Directive = In the paper summary, what kind of problem does the similarity check reduce to?

Document section =
Non-deterministic nonlinear systems are (T_e, γ, δ)-similar exactly when their differential dynamics are, and this reduces to an LMI feasibility problem.

A machine-rendered reading of the paper's core claim, the machinery that carries it, and where it could break.

The paper defines (T_e, γ, δ)-similarity to measure output dissimilarity between two nonlinear systems in the L2 norm, accounting for inputs and disturbances. It links this notion to differential dissipativity to prove equivalence between the similarity of the original systems and the similarity of their differential dynamics. The equivalence then allows the similarity check to be cast as a linear matrix inequality feasibility problem, complete with necessary and sufficient conditions for its solution. The resulting test is applied to robust hierarchical control of a planar aircraft and to the refinement of abstract models for the Moore-Greitzer compressor and an electronic circuit.

Records from a point labeling set =

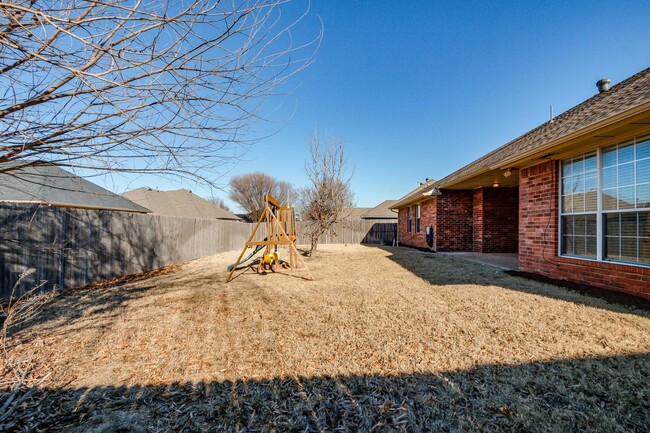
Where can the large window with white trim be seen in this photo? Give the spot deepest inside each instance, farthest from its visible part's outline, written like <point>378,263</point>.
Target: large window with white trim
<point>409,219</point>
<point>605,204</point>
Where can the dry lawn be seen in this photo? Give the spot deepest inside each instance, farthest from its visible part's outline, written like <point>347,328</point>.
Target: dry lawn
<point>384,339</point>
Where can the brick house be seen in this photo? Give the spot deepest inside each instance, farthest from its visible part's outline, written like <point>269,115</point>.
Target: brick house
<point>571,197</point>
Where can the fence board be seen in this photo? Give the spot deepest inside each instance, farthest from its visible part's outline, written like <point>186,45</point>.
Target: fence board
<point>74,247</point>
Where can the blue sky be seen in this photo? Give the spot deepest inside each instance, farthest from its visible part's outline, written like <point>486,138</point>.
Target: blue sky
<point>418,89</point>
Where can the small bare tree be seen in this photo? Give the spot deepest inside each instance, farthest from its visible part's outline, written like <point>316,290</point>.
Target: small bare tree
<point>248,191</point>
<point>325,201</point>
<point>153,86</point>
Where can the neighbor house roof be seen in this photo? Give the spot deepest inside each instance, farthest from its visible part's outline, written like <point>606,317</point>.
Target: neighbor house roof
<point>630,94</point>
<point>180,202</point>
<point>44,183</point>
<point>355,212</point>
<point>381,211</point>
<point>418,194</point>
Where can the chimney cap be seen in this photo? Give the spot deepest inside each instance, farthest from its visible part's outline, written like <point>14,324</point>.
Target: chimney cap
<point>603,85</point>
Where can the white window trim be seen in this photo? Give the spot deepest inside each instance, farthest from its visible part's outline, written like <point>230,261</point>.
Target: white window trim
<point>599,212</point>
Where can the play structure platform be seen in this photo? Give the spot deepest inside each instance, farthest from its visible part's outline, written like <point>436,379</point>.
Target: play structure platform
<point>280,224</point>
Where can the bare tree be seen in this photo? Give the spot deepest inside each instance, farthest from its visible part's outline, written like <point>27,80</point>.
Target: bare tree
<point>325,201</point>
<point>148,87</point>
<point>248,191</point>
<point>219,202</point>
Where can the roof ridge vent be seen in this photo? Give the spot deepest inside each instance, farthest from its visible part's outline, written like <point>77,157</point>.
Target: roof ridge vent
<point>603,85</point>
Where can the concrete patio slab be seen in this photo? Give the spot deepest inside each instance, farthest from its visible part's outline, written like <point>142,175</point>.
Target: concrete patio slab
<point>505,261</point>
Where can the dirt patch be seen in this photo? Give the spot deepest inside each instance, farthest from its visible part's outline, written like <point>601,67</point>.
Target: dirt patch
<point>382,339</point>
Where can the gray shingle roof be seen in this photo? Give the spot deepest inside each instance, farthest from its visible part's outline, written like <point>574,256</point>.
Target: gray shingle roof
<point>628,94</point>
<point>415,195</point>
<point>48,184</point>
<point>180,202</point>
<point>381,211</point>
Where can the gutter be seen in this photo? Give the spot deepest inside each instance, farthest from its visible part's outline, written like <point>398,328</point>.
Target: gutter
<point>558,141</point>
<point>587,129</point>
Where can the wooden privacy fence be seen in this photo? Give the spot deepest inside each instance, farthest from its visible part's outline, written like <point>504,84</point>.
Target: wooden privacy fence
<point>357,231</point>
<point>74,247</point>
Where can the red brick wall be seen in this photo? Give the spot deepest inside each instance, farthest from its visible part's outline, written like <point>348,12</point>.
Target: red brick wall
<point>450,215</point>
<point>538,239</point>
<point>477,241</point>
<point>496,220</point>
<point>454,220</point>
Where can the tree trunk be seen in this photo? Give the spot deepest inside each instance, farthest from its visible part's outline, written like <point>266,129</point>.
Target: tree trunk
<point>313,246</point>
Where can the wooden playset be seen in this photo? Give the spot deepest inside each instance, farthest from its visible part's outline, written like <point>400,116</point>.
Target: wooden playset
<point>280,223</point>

Response = A linear matrix inequality (LMI) feasibility problem.